─── PROVIDED INFORMATION

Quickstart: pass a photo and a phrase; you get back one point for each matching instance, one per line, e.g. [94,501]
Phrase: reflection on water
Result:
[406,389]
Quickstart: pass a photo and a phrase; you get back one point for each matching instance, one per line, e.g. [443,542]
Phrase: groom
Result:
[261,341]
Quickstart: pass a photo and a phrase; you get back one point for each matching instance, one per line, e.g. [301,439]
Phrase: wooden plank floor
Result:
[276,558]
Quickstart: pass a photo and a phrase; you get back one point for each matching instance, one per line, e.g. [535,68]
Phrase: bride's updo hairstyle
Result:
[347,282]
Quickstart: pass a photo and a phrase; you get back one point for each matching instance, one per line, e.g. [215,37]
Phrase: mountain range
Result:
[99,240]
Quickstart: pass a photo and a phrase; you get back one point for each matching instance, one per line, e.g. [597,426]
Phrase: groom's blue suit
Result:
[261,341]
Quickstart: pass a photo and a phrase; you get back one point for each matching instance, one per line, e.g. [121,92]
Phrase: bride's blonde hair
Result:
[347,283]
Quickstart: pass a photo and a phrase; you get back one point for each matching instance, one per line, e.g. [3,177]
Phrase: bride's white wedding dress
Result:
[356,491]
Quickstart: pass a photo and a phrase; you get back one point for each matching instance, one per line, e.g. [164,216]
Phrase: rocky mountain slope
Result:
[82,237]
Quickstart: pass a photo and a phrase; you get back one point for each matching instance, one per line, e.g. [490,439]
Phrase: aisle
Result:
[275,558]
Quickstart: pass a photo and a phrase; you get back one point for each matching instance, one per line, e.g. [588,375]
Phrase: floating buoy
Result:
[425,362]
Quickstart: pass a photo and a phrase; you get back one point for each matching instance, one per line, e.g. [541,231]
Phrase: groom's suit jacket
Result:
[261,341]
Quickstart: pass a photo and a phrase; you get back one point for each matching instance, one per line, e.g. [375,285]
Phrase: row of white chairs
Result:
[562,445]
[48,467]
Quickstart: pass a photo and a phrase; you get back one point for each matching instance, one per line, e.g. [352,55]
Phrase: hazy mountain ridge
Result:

──────

_WHAT NEEDS TO BE DONE_. Rewrite all of the records above, changing every "Result" to "Output" and leaving everything else as it is.

_RESULT BELOW_.
Quickstart: pass a photo and a phrase; you get back one point for each matching instance, one per line, e.g. [94,501]
Phrase: reflection on water
Output:
[406,389]
Quickstart: pass a photo and a phrase; you get back one point for each matching instance, one per line, e.g. [443,542]
Phrase: groom
Output:
[261,341]
Quickstart: pass a photo and a phrase; you get back one point for each matching instance, one per line, e.g. [301,439]
Phrase: wooden plank floor
Output:
[276,558]
Quickstart: pass a photo and a phrase; you get back one point for each matching instance, one per line, e.g. [535,68]
Phrase: bride's updo hairstyle
Output:
[347,282]
Quickstart: pass a photo and a phrase; you get back one point for each matching instance, one per line, e.g. [215,37]
Phrase: mountain range
Output:
[99,240]
Quickstart: pass a photo and a phrase; you get back one point for each matching instance, one per line, e.g. [597,426]
Phrase: groom's blue suit
Output:
[261,341]
Quickstart: pass a photo and a phrase; you get back one point for each matching instance, one per line, e.g. [121,92]
Phrase: bride's blonde hair
Output:
[347,283]
Quickstart: pass a photo and a phrase; you get back one point for each matching instance, one per line, e.g. [3,177]
Phrase: bride's white wedding dress
Output:
[356,491]
Quickstart: pass a photo and a phrase; you get back one point for each matching instance, one per line, e.g. [164,216]
Phrase: rocky mountain slope
Output:
[82,237]
Quickstart: pass a photo and a phrase; you get back one point for each matching instance, one per line, e.g. [490,439]
Phrase: aisle
Output:
[275,558]
Quickstart: pass a photo and a phrase; you get back one point for each matching instance, one per line, e.g. [588,375]
Phrase: floating buoy
Output:
[425,362]
Quickstart: pass a photo and a phrase; you get back one point for each matching instance, one per line, e.g. [541,231]
Phrase: groom's suit jacket
Output:
[261,341]
Quickstart: pass a photo and a phrase; you get back one point for each matching instance, one per line, e.g. [375,285]
Phrase: row of white chairs
Output:
[562,445]
[48,467]
Quickstart: pass a photo and a phrase; you get back one point for each matching instance, one per line, e.g. [352,55]
Phrase: hazy mountain ridge
Output:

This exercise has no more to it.